Member of the Vermont House of Representatives from the Chittenden 24 district
- Incumbent
- Assumed office January 6, 2021
- Preceded by: Robert Bancroft

Personal details
- Born: Alyssa Hughes Fredonia, New York, U.S.
- Party: Democratic
- Spouse: Rob Black
- Children: 3 (1 deceased)
- Education: University of Vermont

= Alyssa Black =

American politician

Alyssa Black is an American politician serving as a member of the Vermont House of Representatives for the Chittenden-24 district. Elected in November 2020, she assumed office on January 6, 2021.

== Early life and education ==
Born and raised in Fredonia, New York, Black graduated from Fredonia High School. She attended the University of Vermont.

== Career ==
Outside of politics, Black works as a healthcare administrator for a medical practice in Williston, Vermont. She was elected to the Vermont House of Representatives in November 2020 and assumed office on January 6, 2021.

== Personal life ==
Black and her ex-husband, Rob, had three children. In 2018, Black's son, Andrew, committed suicide the same day he purchased a handgun. When joining the legislature Black advocated for legislation that would require waiting periods between firearm purchases and possession. In 2023 her sponsored legislation H.230, became law. Act 45 created a safe storage provision in Vermont statute, expanded existing extreme risk protection orders, and mandated a 72 hour waiting period between purchase and possession of firearms.

# # # # # # #

■ **WORK TO BE COMPLETED**:
Answer these from the Alyssa Black biography:
(a) From which high school did Black graduate?
(b) Where does Black work as a healthcare administrator?
(c) What waiting period did Act 45 mandate between the purchase and possession of firearms?
Rely on the Alyssa Black biography alone.

# # # # # # #

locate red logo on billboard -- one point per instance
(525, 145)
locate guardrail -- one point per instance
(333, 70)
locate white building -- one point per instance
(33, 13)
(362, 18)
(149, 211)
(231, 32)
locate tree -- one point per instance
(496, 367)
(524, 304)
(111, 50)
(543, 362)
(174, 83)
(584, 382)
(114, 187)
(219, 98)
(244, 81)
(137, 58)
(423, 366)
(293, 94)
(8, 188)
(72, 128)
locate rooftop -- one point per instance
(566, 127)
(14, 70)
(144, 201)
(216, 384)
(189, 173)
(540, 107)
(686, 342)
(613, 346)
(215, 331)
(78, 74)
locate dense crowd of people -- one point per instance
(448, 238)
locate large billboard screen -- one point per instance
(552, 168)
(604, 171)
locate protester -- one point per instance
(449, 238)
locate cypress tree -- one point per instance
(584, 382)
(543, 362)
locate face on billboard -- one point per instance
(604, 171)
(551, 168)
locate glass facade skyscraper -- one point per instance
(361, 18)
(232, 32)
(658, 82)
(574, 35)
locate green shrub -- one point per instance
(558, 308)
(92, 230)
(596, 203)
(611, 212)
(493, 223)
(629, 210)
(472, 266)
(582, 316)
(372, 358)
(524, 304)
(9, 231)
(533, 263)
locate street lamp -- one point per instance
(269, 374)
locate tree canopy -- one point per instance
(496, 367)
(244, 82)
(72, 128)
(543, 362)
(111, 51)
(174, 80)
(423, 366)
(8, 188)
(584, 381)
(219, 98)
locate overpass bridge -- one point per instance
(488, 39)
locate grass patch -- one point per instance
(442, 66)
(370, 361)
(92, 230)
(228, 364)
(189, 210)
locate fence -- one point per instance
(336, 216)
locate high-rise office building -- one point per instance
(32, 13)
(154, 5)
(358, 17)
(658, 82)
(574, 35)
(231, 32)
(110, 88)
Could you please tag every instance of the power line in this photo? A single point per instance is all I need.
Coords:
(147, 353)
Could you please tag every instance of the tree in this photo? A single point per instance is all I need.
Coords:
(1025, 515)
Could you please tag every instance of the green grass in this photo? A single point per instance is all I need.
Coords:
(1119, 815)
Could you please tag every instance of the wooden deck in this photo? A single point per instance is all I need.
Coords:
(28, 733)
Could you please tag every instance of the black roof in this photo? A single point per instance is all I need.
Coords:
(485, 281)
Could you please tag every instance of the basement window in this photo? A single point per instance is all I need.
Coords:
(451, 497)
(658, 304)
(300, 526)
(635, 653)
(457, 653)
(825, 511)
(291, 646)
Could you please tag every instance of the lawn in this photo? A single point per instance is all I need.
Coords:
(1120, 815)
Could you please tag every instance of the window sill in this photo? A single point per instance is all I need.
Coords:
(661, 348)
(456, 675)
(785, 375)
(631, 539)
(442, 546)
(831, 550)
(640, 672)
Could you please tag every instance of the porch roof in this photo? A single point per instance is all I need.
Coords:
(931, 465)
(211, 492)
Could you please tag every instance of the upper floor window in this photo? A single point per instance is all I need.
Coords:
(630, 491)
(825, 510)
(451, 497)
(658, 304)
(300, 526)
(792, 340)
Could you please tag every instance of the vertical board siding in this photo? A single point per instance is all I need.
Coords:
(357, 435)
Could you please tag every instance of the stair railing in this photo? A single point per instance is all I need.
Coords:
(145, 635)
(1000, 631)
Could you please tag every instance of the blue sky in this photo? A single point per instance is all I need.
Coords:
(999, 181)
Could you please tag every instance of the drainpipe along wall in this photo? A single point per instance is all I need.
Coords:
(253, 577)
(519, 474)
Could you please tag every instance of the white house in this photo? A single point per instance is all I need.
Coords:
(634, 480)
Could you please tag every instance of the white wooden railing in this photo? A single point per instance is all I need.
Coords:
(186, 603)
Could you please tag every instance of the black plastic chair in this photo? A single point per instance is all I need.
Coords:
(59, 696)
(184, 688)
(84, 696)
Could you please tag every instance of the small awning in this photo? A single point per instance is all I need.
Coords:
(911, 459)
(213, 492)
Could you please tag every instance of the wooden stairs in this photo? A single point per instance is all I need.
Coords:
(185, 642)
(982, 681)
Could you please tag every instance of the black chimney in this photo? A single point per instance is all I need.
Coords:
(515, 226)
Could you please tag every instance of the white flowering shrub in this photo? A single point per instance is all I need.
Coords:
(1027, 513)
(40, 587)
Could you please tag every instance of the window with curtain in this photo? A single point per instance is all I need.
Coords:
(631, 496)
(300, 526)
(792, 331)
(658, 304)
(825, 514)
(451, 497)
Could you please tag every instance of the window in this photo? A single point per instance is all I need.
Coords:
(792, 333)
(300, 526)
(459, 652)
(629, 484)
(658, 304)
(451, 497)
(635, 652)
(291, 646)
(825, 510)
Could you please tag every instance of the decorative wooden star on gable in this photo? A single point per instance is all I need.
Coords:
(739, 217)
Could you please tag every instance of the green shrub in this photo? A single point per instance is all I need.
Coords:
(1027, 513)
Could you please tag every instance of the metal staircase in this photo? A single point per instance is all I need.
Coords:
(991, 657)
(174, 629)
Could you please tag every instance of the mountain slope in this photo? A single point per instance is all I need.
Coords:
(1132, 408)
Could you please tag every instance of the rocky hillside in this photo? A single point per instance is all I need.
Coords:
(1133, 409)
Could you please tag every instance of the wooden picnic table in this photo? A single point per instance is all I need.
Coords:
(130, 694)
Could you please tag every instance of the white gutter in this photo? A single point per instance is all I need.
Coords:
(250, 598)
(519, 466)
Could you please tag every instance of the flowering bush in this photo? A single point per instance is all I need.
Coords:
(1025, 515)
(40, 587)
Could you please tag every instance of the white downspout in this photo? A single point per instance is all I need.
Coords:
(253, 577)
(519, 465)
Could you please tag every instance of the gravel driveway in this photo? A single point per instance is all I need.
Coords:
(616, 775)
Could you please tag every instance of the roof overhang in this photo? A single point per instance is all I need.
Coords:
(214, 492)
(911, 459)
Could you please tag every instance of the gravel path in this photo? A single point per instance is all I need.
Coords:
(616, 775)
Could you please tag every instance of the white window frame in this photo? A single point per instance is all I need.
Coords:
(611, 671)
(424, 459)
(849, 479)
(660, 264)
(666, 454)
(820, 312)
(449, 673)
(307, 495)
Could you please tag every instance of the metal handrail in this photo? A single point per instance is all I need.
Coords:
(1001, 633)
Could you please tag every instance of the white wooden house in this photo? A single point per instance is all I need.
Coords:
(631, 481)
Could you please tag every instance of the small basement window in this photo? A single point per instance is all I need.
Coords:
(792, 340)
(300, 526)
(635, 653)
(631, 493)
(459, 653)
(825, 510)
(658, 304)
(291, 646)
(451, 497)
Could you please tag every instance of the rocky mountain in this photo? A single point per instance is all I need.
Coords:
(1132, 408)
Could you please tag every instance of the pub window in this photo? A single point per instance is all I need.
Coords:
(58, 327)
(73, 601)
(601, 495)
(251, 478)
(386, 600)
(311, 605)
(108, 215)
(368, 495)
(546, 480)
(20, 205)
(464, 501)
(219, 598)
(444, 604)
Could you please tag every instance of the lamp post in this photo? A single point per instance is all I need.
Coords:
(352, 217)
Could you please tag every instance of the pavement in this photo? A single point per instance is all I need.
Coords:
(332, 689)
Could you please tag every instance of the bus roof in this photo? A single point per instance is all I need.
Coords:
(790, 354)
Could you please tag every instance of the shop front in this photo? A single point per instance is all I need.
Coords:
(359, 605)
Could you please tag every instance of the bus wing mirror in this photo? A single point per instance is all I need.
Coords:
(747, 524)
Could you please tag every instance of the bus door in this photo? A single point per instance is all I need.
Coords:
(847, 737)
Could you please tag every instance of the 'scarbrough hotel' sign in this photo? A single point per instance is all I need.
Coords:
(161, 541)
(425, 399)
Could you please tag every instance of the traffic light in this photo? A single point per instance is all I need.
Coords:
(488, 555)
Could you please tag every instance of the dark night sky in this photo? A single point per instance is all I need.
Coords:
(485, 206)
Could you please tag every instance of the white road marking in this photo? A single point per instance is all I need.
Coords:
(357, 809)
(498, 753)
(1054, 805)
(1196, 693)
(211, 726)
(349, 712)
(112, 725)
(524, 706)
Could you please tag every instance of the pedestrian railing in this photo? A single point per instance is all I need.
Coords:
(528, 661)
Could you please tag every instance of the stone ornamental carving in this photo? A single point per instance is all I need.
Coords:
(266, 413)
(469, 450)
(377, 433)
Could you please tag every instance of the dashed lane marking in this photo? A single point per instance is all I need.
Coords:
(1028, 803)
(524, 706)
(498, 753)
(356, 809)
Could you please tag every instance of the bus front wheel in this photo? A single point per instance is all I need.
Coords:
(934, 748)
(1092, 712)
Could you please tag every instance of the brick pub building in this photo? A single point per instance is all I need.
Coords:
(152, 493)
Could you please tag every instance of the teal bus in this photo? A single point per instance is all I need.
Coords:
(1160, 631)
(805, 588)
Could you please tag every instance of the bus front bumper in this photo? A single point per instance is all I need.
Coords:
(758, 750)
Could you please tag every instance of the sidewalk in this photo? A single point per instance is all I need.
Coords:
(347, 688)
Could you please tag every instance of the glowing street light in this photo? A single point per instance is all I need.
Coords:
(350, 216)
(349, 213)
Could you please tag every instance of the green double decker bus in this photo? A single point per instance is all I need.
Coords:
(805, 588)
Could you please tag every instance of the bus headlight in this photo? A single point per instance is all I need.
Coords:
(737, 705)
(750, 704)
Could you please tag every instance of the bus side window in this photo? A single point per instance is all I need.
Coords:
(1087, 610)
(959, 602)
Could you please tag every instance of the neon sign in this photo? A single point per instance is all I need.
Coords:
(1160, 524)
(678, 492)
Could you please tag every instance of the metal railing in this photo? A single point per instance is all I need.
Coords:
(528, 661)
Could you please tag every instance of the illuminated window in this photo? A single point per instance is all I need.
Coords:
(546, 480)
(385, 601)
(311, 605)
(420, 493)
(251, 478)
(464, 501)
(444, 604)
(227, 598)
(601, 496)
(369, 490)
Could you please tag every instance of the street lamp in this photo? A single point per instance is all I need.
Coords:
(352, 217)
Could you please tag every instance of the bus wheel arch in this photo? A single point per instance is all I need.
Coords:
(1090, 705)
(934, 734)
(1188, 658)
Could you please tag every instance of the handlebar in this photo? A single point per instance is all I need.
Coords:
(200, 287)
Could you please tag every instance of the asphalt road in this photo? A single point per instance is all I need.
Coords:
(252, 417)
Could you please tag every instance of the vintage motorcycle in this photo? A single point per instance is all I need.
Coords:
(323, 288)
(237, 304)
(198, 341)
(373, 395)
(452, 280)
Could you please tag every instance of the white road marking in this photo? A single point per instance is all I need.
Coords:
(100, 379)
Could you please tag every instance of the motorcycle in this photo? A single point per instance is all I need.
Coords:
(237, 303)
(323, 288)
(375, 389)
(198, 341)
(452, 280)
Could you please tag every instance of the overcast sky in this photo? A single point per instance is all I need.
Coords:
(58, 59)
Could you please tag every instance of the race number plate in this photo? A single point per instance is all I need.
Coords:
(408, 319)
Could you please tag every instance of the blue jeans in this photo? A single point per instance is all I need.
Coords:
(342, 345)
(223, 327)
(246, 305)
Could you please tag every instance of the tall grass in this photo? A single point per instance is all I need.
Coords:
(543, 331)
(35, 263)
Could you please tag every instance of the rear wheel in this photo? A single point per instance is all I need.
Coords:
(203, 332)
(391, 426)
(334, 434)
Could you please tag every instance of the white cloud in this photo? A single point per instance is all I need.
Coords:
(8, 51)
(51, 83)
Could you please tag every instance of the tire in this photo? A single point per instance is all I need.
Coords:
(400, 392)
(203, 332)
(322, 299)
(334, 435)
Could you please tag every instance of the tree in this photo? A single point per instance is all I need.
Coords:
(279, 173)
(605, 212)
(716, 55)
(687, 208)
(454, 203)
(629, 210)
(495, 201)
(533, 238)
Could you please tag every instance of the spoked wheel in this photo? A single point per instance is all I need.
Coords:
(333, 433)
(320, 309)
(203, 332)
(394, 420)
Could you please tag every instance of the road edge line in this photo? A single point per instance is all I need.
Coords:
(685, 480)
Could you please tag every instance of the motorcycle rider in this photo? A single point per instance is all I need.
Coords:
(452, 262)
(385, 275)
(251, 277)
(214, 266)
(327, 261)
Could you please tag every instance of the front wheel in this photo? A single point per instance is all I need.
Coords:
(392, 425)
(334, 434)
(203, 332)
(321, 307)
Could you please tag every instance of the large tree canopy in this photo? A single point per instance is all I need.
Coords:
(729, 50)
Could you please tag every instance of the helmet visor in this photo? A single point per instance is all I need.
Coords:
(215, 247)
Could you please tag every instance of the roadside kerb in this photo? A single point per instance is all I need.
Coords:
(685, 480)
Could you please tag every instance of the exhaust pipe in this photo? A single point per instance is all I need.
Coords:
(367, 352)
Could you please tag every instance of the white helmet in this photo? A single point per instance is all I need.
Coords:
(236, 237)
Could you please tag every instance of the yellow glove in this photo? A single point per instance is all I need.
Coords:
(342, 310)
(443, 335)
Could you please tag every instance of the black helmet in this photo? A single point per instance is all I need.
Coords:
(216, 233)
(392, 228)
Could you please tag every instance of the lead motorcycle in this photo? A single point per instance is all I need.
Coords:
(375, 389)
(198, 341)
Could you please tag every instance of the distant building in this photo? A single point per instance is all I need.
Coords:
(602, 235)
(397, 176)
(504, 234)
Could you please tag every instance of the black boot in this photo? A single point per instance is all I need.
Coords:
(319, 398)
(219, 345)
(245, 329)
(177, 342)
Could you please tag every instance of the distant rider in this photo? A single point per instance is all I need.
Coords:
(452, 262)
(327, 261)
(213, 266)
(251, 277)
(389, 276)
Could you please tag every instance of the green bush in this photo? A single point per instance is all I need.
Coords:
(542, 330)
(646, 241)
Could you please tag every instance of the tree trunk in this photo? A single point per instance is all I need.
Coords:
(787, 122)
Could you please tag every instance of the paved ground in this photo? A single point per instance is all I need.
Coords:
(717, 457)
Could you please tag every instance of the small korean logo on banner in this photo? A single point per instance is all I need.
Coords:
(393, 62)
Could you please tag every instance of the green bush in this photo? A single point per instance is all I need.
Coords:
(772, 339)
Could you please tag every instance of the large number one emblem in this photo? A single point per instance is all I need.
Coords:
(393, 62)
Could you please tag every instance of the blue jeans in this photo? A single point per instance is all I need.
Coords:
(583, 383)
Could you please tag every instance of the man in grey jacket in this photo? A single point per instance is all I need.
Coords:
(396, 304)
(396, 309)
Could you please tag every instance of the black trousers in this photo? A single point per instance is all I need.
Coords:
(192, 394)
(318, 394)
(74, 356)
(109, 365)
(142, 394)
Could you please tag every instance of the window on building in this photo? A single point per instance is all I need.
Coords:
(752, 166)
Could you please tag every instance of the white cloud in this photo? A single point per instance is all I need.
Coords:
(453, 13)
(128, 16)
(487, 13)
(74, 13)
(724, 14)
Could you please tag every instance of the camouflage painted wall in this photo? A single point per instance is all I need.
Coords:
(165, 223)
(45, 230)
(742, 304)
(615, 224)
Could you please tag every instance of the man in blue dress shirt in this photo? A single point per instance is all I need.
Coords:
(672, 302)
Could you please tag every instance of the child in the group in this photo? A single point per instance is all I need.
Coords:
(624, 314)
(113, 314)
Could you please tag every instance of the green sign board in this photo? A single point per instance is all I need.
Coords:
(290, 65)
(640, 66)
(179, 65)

# # # # # # #

■ **TASK RESPONSE**:
(a) Fredonia High School
(b) At a medical practice in Williston, Vermont
(c) 72 hours